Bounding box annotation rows
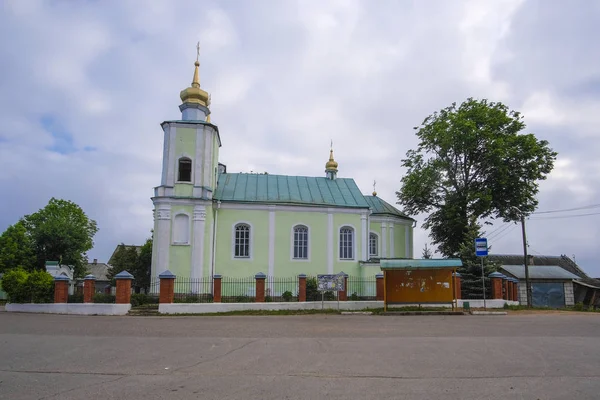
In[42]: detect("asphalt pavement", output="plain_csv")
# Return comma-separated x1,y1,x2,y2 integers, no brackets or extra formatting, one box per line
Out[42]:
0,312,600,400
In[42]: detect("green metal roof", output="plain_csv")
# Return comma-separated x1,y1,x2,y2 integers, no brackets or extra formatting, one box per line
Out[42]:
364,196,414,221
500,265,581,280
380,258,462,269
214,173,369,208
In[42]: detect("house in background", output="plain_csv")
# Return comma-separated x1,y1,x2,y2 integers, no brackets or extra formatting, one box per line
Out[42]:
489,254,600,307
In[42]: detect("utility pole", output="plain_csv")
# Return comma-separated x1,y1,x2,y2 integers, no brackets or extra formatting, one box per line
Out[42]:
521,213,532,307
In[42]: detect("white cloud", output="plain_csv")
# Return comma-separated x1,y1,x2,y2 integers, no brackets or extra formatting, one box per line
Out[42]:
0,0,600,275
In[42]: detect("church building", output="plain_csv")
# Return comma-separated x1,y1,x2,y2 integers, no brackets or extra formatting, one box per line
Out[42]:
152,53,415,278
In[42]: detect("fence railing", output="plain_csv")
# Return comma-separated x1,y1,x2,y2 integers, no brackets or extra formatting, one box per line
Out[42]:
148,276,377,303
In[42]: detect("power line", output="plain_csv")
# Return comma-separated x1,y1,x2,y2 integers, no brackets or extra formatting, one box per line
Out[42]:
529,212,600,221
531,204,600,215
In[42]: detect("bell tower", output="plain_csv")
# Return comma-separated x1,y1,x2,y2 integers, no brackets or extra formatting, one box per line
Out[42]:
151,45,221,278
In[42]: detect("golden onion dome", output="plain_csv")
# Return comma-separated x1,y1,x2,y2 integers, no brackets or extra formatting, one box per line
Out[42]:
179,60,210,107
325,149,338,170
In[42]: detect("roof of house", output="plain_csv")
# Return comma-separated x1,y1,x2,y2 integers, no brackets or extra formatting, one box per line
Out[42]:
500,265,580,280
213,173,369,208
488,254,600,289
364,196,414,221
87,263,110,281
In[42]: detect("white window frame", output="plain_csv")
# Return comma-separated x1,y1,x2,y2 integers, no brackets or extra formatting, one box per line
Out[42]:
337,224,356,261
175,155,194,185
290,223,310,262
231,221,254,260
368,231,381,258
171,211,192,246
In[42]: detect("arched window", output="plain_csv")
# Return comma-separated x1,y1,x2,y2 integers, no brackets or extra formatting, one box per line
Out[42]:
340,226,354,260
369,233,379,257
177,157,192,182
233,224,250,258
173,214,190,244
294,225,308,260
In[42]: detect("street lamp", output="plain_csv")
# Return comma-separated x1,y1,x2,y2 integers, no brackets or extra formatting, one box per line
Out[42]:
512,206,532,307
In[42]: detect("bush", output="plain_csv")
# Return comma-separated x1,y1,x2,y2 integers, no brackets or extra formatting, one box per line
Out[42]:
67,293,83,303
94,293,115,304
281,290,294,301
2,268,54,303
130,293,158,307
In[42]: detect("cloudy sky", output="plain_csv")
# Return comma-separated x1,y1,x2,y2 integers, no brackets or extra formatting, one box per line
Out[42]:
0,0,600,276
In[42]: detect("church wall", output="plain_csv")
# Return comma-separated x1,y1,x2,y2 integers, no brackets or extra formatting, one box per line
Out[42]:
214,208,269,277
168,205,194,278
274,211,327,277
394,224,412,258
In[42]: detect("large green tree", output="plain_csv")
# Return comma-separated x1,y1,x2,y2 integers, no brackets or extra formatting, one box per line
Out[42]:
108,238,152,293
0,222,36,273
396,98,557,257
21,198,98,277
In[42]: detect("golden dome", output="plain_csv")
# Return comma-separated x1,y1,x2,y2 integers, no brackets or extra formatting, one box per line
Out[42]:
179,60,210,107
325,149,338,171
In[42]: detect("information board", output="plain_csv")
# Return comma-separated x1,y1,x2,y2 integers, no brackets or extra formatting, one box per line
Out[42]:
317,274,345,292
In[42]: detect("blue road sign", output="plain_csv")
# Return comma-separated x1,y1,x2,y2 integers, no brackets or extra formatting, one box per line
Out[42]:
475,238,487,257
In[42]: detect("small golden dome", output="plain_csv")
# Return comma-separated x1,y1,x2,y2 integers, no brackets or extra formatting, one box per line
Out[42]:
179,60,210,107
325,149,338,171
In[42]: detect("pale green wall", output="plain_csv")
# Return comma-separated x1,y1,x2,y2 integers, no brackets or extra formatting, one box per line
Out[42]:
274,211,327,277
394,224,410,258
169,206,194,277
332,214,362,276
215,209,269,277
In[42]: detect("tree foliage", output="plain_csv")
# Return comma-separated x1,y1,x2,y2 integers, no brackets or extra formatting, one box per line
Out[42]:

## WHAT THE TASK ASKS:
Identify every line in the rows that contains the word "window", and copy each of those lines.

## RESULT OF THE TASK:
In[42]: detect("white window frame", output="plain_csv")
In[42]: detect("arched window", output="plain_csv")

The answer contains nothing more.